Data excerpts:
———

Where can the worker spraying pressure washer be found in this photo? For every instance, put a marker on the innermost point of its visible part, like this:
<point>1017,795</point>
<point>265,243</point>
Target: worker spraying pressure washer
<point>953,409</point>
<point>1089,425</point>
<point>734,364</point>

———

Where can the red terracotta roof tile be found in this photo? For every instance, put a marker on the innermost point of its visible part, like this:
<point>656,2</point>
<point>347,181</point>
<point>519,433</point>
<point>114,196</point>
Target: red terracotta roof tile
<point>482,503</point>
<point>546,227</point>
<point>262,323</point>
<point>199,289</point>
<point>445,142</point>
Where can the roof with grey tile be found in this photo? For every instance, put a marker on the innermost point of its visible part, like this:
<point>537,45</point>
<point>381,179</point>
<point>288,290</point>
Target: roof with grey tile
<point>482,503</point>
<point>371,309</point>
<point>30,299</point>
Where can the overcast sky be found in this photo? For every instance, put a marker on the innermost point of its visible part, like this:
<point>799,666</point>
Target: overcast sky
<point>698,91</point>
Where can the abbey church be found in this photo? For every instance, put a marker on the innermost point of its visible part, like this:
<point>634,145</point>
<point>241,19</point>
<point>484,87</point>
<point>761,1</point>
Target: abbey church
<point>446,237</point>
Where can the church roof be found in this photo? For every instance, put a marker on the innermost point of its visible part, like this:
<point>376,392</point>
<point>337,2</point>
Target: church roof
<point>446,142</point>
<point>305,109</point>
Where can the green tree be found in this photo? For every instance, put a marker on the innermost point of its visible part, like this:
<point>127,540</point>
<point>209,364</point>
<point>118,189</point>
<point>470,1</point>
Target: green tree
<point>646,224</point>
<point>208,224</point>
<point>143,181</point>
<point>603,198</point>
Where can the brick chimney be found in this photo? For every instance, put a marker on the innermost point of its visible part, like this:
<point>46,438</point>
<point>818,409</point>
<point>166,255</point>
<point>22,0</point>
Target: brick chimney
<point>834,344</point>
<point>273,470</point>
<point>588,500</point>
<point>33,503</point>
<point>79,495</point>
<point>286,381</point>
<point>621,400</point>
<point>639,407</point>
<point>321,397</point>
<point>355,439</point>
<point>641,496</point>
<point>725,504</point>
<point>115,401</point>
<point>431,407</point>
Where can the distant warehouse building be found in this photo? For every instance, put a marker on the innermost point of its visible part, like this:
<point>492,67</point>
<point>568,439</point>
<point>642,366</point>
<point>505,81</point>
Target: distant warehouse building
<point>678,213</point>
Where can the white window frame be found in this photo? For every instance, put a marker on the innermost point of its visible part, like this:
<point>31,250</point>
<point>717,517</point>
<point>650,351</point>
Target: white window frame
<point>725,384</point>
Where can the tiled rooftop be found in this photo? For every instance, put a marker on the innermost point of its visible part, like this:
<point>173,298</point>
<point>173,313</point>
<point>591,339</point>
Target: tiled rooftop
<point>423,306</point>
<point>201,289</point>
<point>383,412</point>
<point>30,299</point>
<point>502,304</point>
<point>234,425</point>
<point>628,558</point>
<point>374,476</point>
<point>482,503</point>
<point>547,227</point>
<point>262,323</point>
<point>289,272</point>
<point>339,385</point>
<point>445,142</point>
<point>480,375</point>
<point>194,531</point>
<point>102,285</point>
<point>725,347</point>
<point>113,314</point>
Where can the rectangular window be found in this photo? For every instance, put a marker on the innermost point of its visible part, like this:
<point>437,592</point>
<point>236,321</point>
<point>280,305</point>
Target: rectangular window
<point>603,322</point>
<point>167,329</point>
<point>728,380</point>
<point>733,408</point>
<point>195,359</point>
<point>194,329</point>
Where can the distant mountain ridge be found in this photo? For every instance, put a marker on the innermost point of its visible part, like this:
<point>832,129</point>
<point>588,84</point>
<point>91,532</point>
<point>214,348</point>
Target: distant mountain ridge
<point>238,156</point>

———

What you are asked to do: Output the lines above between the one holding "Target: roof with grey tile" and the one holding "<point>22,0</point>", inclusive, with nothing before or after them.

Response area:
Target: roof with grey tile
<point>482,503</point>
<point>371,309</point>
<point>30,299</point>
Where can the overcast sky be found in this photo? For every instance, put a marker on the innermost point of its visible part, like this:
<point>799,666</point>
Target: overcast sky
<point>698,91</point>
Where can the abbey church be found in this photo? For every instance, put a marker on the innermost point of its visible part, like this:
<point>634,145</point>
<point>241,19</point>
<point>484,87</point>
<point>761,1</point>
Target: abbey church
<point>446,237</point>
Where can the church roof be found in this photo? For every instance, put a marker on the innermost point of its visible part, like this:
<point>376,392</point>
<point>337,2</point>
Target: church roof
<point>446,142</point>
<point>305,109</point>
Where can the green tree be found in this photo? For every instance, put a marker on the innermost point of its visible part, like this:
<point>127,540</point>
<point>209,364</point>
<point>118,189</point>
<point>470,1</point>
Target: green tree
<point>646,224</point>
<point>208,224</point>
<point>143,181</point>
<point>603,198</point>
Where can the brick chimney be found in this photo? For every instance, put a marker on the innermost point of its visible part, like this:
<point>46,438</point>
<point>818,409</point>
<point>166,255</point>
<point>22,0</point>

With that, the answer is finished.